(Lines of data)
# # # # # # #

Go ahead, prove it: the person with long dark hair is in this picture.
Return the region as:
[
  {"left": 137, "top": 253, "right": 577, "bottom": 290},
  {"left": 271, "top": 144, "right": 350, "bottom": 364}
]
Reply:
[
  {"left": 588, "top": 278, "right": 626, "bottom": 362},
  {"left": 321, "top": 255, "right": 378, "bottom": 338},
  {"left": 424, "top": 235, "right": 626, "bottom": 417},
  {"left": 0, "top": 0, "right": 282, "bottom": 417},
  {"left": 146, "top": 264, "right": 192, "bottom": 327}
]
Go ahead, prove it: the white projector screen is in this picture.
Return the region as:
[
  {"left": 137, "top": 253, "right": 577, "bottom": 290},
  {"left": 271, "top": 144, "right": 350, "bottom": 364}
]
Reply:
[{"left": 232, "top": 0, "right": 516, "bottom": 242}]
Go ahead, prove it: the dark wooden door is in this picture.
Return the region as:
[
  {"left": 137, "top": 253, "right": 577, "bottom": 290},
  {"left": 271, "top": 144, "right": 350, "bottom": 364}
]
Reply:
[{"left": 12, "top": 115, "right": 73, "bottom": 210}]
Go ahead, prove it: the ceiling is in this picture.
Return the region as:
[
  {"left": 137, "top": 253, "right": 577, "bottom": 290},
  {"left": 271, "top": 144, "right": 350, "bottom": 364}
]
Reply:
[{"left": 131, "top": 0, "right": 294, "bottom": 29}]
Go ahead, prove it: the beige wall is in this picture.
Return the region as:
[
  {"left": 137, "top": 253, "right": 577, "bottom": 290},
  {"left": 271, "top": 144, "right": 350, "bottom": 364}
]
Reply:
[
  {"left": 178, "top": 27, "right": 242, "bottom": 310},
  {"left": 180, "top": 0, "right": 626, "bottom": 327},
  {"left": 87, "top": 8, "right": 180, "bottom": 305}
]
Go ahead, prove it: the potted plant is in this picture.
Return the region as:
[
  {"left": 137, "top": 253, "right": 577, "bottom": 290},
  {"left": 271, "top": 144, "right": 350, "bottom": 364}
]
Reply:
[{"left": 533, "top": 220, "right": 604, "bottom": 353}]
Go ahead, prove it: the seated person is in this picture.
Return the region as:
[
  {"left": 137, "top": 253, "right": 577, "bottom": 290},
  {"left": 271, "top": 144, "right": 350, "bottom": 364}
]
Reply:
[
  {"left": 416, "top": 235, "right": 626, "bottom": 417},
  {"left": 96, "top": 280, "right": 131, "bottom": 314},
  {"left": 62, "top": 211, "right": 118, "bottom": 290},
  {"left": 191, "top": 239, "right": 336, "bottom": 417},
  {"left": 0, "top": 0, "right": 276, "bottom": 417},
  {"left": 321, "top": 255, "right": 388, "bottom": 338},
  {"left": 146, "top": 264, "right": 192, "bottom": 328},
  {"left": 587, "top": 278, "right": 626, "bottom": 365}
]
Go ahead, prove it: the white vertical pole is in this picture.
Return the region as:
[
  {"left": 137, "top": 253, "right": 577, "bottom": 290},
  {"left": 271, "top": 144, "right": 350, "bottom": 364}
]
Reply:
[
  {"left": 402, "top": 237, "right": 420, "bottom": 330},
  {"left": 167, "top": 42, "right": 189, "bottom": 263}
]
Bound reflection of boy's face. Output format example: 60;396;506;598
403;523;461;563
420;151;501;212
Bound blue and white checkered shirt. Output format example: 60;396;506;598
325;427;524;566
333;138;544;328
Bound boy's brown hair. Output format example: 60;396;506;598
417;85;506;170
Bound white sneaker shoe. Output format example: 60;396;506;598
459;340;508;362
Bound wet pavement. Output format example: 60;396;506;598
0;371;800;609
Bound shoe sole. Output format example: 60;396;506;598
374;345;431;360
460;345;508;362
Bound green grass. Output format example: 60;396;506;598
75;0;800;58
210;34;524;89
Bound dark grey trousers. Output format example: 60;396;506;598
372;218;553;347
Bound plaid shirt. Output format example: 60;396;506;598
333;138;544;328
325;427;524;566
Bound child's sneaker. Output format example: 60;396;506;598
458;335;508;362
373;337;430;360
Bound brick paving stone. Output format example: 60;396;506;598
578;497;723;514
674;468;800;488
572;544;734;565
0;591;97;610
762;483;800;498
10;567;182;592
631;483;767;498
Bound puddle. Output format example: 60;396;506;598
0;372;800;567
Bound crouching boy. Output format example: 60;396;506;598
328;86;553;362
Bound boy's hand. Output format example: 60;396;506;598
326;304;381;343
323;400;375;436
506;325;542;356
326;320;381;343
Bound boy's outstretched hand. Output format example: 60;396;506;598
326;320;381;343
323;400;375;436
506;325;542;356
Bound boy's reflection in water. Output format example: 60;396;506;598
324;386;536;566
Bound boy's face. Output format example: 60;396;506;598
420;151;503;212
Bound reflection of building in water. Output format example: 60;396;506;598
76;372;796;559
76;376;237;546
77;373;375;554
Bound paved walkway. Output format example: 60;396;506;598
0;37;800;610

# # # # # # #

▸ **OBJECTIVE**: Convert the entries from the line with "Bound reflection of boy's" up to and including the line with "417;85;506;170" into a two-column CSV with the headers text and answer. Give one row per entry, put each field in quotation marks, and replace line breaks with spaces.

▸ **EXERCISE ANSWER**:
text,answer
"Bound reflection of boy's face. Output format example: 60;396;506;598","403;523;461;563 420;151;501;212"
"Bound blue and white checkered shirt. Output format example: 60;396;506;598","325;427;524;566 333;138;544;328"
"Bound boy's brown hair. Output format example: 60;396;506;598","417;85;506;170"